Show every line of the entries below that contains the word "this", copying each one in full. Case counts, so only matches with the same capitalization qualify.

------

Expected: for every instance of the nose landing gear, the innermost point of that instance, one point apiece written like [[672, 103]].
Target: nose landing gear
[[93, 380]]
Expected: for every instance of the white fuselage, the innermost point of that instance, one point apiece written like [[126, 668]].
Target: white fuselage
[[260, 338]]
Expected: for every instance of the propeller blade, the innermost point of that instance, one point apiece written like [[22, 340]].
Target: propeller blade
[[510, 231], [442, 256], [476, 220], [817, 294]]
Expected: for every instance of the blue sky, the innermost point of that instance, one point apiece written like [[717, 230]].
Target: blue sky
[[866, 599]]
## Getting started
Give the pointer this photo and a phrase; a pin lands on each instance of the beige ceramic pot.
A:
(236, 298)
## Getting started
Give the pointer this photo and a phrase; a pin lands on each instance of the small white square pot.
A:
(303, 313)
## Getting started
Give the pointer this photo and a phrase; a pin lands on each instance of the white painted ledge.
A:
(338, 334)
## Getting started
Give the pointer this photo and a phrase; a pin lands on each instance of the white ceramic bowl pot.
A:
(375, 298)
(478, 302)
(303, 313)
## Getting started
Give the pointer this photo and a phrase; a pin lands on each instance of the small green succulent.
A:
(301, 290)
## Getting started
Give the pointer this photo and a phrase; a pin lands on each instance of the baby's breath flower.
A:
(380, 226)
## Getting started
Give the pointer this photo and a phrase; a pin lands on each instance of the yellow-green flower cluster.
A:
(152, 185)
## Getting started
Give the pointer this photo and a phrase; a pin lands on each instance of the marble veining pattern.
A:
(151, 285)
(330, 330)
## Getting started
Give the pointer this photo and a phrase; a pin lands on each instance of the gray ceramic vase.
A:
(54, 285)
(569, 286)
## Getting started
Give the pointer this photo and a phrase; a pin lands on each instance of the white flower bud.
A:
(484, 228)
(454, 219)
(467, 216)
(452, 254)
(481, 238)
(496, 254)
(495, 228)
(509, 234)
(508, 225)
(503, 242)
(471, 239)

------

Exercise solution —
Give the pointer this photo and a phrase; a pin lands on each instance of the beige ceramic pot.
Give the pointer this photo and a phrase; a pin lands on each instance of the small white square pot.
Give the pointer this photo and a phrase; a pin lands on each instance of the white painted ledge.
Give the pointer this photo and a phrase; a pin lands on each instance of the white ceramic bowl pot.
Give the pointer this photo and a phrase; a pin lands on each instance of the small green succulent.
Give the pointer this photo and a phrase; a pin lands on each instance of the baby's breath flower.
Give the pointer this photo and a phrase; a pin lands on each instance of the yellow-green flower cluster.
Give the pointer this photo and a phrase; a pin lands on each instance of the marble veining pattern.
Give the pointer this photo and a phrase; a pin lands on each instance of the gray ceramic vase.
Give the pointer this photo and a phrase; a pin lands on each instance of the white flower bud.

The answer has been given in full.